**EXERCISE INSTRUCTIONS:**
Your task is to transcribe the entries below exactly, beginning with the line containing "Could you please point out the stone house" and ending with the final line, and to add nothing else.

**ROWS:**
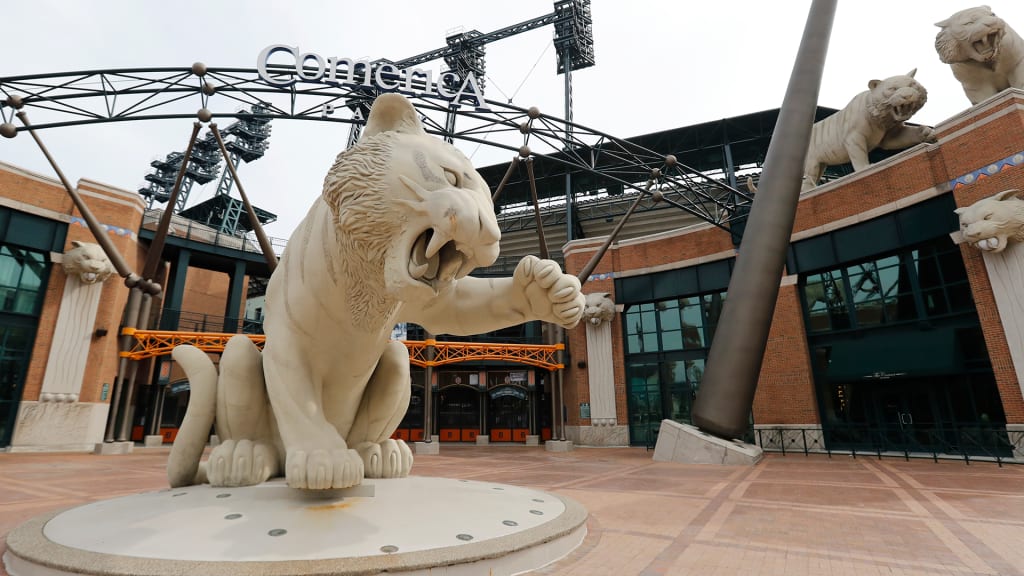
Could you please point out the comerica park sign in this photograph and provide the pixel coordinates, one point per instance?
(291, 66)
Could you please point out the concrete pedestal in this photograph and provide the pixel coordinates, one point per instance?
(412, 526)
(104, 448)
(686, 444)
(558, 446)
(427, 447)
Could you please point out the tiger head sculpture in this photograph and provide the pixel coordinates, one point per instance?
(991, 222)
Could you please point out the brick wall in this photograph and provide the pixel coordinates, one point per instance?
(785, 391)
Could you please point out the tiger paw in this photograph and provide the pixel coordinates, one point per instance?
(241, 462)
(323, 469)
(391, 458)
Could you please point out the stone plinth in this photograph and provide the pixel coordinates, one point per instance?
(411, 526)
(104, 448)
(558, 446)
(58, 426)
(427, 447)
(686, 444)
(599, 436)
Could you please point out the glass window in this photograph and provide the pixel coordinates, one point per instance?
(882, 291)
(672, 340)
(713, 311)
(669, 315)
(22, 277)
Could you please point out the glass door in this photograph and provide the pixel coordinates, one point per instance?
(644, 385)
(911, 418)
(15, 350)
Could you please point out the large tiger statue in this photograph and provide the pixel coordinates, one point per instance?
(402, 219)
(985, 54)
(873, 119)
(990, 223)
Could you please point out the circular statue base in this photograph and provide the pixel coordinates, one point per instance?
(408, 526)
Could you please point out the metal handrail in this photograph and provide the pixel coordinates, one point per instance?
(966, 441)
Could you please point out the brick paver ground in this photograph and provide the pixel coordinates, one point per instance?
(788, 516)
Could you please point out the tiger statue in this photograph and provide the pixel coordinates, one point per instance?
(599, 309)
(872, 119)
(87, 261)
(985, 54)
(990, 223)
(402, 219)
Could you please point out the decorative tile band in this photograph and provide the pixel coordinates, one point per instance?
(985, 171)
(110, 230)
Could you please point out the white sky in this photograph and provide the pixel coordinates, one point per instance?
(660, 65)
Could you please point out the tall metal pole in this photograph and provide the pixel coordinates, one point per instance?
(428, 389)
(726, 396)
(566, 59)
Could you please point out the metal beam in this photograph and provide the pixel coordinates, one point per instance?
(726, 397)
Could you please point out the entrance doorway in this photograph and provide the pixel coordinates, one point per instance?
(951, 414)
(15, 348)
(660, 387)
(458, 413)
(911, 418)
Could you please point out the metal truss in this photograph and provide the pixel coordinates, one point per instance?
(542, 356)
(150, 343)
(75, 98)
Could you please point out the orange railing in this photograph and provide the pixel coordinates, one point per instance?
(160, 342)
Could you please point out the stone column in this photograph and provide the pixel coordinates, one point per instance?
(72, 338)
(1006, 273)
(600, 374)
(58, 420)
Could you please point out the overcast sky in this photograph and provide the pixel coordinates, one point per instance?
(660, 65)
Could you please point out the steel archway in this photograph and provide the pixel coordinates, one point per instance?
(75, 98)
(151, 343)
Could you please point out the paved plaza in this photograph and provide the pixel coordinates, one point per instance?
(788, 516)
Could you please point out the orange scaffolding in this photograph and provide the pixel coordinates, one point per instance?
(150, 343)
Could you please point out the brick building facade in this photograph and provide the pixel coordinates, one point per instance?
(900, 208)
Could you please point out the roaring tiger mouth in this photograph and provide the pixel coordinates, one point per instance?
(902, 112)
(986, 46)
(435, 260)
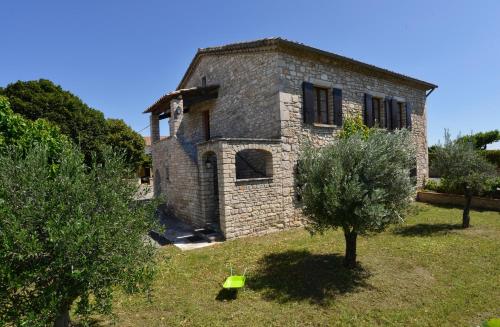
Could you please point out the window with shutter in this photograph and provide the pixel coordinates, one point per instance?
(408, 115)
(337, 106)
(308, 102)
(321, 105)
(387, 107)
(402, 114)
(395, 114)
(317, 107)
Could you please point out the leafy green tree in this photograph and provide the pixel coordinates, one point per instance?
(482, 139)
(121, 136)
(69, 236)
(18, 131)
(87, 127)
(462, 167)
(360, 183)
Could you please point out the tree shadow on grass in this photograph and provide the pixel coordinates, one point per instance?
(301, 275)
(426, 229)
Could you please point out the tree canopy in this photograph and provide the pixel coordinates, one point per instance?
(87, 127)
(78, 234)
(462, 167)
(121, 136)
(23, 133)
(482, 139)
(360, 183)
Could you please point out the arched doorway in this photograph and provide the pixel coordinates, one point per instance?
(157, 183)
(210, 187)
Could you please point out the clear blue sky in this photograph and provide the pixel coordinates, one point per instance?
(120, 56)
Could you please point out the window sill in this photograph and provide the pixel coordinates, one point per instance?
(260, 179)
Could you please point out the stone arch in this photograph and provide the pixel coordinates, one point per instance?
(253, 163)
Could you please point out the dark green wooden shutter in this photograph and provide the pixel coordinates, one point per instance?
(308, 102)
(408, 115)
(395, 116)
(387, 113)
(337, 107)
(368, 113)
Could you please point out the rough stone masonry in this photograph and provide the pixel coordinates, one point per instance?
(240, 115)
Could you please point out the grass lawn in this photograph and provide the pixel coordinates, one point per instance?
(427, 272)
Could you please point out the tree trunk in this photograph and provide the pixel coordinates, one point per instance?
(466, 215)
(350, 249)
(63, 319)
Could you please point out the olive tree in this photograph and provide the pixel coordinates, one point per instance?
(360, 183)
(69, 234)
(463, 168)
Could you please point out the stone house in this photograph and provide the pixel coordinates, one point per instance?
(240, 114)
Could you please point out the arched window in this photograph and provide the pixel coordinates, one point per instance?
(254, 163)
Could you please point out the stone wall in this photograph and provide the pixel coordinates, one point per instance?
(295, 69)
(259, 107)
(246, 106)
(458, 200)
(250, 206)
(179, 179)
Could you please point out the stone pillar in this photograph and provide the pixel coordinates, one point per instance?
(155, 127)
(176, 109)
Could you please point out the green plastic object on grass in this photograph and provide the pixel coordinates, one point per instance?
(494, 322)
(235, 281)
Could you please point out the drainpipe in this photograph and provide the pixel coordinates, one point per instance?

**RESULT:**
Could you please point out the stone house in this photograph and provide the pixel coordinates, one point per instance?
(240, 114)
Could you please point out the arched window in this photograph and provide the pixel coordinates, one point per instance?
(254, 163)
Could you please point out the stone wall in this photograph and provide the pixel coordinates, one point per instance?
(295, 69)
(259, 107)
(246, 106)
(458, 200)
(250, 206)
(179, 179)
Could you please point out the stone pillar in this photograph and provide the pixel coordinates, one point per instance?
(155, 127)
(176, 109)
Could you please point out the green plastic object on grass in this photograph and provide the pixel coordinates, one point per instance?
(494, 322)
(235, 281)
Could you please point out the drainpipe in this photograph and provide the pixel coordinates, one point per instance?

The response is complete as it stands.